WORK REQUIRED: Every record, apart from its pictures, should be repeated exactly.

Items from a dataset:
'''
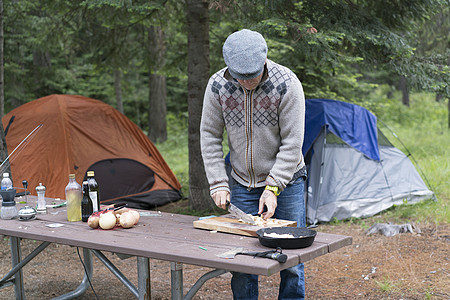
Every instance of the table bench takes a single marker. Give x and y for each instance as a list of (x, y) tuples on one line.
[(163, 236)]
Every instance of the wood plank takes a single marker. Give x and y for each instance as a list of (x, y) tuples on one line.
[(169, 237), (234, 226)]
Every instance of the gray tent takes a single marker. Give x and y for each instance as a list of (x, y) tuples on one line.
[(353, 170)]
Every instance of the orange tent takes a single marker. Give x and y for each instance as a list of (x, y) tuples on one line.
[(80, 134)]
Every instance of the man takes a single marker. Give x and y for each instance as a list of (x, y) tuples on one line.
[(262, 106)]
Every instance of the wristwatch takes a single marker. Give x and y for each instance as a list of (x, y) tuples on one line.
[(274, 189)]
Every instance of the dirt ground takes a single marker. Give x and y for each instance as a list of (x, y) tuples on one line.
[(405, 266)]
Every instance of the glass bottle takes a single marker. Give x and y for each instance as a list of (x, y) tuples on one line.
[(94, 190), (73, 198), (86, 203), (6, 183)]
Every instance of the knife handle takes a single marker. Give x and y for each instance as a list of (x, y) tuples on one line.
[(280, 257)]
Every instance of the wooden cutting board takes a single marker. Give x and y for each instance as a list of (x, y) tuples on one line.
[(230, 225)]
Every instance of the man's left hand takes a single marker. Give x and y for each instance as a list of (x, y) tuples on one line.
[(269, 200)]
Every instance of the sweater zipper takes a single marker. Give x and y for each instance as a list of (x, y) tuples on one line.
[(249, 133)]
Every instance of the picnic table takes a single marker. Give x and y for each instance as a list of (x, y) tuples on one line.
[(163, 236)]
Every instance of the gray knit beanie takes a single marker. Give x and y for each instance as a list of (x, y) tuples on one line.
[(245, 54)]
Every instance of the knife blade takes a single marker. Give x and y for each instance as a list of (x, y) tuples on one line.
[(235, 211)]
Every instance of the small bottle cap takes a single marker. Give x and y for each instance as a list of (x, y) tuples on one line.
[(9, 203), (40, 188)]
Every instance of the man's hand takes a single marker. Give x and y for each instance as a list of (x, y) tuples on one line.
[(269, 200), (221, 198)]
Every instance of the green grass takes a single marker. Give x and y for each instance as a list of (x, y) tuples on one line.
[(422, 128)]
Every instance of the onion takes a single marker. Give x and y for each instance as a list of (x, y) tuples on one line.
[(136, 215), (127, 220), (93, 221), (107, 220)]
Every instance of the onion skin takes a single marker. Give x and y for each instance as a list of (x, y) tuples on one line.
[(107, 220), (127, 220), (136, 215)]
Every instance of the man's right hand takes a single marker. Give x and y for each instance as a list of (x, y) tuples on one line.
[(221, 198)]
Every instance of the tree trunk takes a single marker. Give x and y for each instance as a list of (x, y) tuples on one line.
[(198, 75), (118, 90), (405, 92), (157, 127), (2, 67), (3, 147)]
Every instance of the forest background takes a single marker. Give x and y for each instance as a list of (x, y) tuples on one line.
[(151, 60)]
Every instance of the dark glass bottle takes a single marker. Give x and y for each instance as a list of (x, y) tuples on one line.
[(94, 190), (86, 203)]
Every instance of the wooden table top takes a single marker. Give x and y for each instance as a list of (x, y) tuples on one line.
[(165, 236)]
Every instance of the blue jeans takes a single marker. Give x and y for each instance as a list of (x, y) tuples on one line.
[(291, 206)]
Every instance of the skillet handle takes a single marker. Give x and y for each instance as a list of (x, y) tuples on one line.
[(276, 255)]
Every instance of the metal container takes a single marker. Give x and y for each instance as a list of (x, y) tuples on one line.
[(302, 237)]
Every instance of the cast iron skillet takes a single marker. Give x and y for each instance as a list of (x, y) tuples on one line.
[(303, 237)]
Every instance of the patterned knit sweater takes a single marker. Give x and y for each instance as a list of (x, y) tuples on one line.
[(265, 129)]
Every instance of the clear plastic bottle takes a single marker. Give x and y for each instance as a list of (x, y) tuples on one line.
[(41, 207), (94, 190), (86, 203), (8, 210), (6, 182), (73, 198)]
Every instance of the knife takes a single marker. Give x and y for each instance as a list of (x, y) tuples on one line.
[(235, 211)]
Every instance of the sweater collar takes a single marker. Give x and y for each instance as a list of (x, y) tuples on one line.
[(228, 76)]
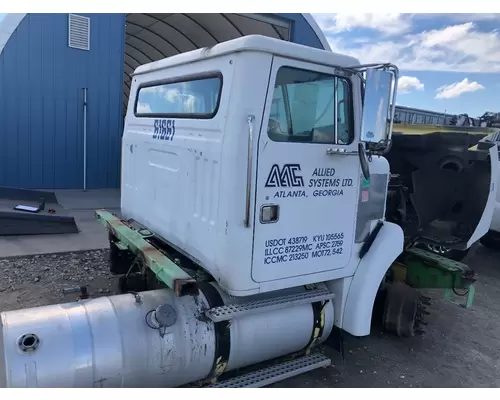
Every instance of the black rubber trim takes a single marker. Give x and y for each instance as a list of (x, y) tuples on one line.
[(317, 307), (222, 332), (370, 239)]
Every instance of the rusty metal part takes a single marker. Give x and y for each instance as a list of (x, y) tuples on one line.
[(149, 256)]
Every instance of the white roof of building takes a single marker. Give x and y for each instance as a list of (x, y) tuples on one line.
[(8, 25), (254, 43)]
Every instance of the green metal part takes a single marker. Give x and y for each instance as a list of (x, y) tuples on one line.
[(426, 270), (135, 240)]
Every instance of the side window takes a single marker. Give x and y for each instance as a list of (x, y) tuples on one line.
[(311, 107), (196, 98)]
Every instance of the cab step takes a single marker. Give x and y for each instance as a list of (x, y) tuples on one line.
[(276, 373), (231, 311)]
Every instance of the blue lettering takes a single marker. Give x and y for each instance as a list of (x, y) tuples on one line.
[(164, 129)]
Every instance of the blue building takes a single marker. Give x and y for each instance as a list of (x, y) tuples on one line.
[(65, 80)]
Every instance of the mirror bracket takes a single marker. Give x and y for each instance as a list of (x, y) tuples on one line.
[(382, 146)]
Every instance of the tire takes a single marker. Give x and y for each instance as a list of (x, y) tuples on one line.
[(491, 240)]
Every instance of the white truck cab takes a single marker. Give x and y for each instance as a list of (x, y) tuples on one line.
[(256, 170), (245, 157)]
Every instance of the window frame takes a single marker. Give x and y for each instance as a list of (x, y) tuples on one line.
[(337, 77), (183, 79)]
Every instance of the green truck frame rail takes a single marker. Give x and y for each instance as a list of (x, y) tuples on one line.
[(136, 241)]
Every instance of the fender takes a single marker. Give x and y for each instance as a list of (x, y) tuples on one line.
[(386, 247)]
'''
ANSWER TO THE PROBLEM:
Every instance of the table bench takes a single marker. Give x and y for each instance as a list of (x, y) tuples on one line.
[(163, 236)]
Every instance of the wood plank takes a single marker. Give x and y for each instance as a list of (x, y) tuples on one line.
[(169, 237), (234, 226)]
Every instance of the gray tent takes a single marker. Give x and y for each instance as a list of (x, y) tuples on one line.
[(353, 170)]
Every instance of the orange tent takes a single marker. Give x and y for each instance as a list of (x, y) tuples on one line.
[(80, 134)]
Every instance of the man takes a single marker. Give x and y for each instance as a list of (x, y) tuples on one line.
[(262, 106)]
Every instance of the wristwatch takes a single marker. Give x and y for each instance as a list of (x, y) tuples on one line.
[(274, 189)]
Every instance of the dirt ground takes a single marker. Give x and y for each instance as a list of (x, y) tuples on one line.
[(405, 266)]
Every instance of the glass bottle takes a single marker. Give x and y for each instance as a list of (x, y) tuples on one line.
[(94, 190), (73, 198), (86, 203), (6, 183)]
Every instance of the knife handle takes a single marker. Give x and y for each instance as a list of (x, y) tuples on one line.
[(280, 257)]
Every instance of the wooden cutting board takes a single marker. Give x and y for each instance as a list of (x, y) tuples on one line.
[(230, 225)]
Every instance of the man's left hand takes a single marker. Give x and y for each instance as a list of (x, y) tuples on one line.
[(269, 200)]
Every instance of the sweater zipper takes a single marker. Give x and y for each instance as a list of (x, y) tuples on one line.
[(249, 133)]
Every instance of the picnic table takes a single marker. Give x and y for each instance as a list of (x, y) tuples on one line.
[(163, 236)]
Every instance of the gray knit beanie takes a single marker. Give x and y for each instance as a list of (x, y) tuples on one line.
[(245, 54)]
Every instance of the knife blade takes a single marker. Give x and y for each instance as a list of (x, y) tuples on one line.
[(235, 211)]
Every instance of the small bottle cap takes a single marker. Give x and y for each instance as a list of (x, y) tuples on one line.
[(9, 203), (40, 188)]
Every instance of the man's hand takes a single marker. Give x and y for each instance as a list of (x, y) tuples on one line.
[(269, 200), (221, 198)]
Every instance of the green grass takes a single marker. Give x and y for each instance as a list of (x, y) tuples on one line.
[(422, 128)]
Every instance of the onion takes a single marker. Give x and y for each instance as a list of (x, y) tuples on one line.
[(136, 215), (127, 220), (93, 221), (107, 220)]
Every instance of the onion skin takes a single marker. Give x and y for each instance as a list of (x, y) tuples on one line.
[(107, 220), (127, 220), (136, 215)]
Every instance of the man's right hand takes a single marker. Give x and y for each instance as a list of (x, y) tuples on one line.
[(221, 198)]
Every instance of the tree trunk takes a single marker. Give x and y for each instance as a list of (x, y) tuples on one line.
[(198, 75), (118, 90), (405, 92), (157, 127), (2, 67), (3, 147)]
Every instance of the forest background takes a single marker. Give x and y for each instance as a list of (x, y) tuples on one line.
[(151, 60)]
Every instance of the dark glass bottle takes a single marker. Give x and y for each instance as a list of (x, y) tuples on one line.
[(94, 190), (86, 203)]
Every instance of the wooden table top takes a single marker. Give x and y for each instance as a list of (x, y) tuples on one line.
[(165, 236)]
Every instance of the blue jeans takes a single marker. Give x and y for each instance as a list of (x, y) tuples on one line.
[(291, 206)]
Every instance of the skillet handle takes a single marker. Give x and y for each instance as a list of (x, y) tuples on one line.
[(276, 255)]
Every instance of the metal container takes a single marker. Give x and y for each instance as a list of (x, y) tuples on one line.
[(302, 237)]
Every instance of the cast iron skillet takes a single marker. Give x and y for each instance as a list of (x, y) tuples on one line.
[(303, 237)]
Every instance of the patterned knit sweater takes a single marker. Give x and y for each instance as a list of (x, y) tuples on one line.
[(265, 129)]
Every instance of the clear plastic bottle takes a single marker. Give x and y for each instance as a list of (x, y) tuples on one line.
[(41, 207), (94, 190), (86, 203), (8, 210), (6, 182), (73, 198)]
Every instance of the knife takes a single marker. Give x and y for each instance as a list of (x, y) tuples on one line.
[(235, 211)]
Every instance of the sweater collar takes a single marker. Give x and y for each instance as a list of (x, y) tuples on one line.
[(228, 76)]
Every instance of the black rubber trim takes a single marker. Give x and y for each instance as a list of (x, y) tuples on one line.
[(317, 307), (222, 332), (370, 239)]
Every instance of the rusty metal part takes a single marker. Give x and y for each instance as a list of (x, y) tuples on one line.
[(149, 256)]
Every instance of the white roof of building takes a single marker. Give x and y for each instance as a list of (x, y) tuples on one line.
[(8, 25), (254, 43)]
Every instance of the green metal part takes a single marker. Give x and y for each instance as a list of (x, y) tuples on one line.
[(426, 270), (135, 240)]
Every instance of the side window takes a single marker. Give x and y for each instance as a list of (x, y) tuples on one line.
[(311, 107), (196, 98)]
Every instance of the cab step takes a single marker. Give x and y for each instance as a list of (x, y) tuples on one line.
[(276, 373), (231, 311)]
Every instance of the blue lettering takes a single marker. Give x and y for each instance as a list of (x, y) tuples on one line.
[(164, 129)]
Every instance of the blue building takes a single marker. Give x and y for each instance as a list of (x, y) tuples on one line.
[(65, 80)]
Every instance of the mirror bracket takes a single marker. Give x and y for each instance as a list of (x, y) tuples on one line.
[(382, 146)]
Every instance of the tire takes a single marker. Give x and y for each instance as a list of (x, y) tuples on one line.
[(491, 240)]
Every instance of the white truck cab takes a single marker. Give x and y for each instance as a list of (x, y) tuples on one line.
[(256, 170), (245, 157)]
Every instance of the window frame takes a single marker. Give x and y for each instance as a list of (x, y) tuples on one line.
[(337, 77), (183, 79)]
Every instance of the green truck frame rail takes a single marker. Give x and y for each instance as a list of (x, y) tuples on one line.
[(136, 241)]
Every instance of the fender takes a single marker. Give x and y for each instance as a list of (x, y) tuples on one line.
[(386, 247)]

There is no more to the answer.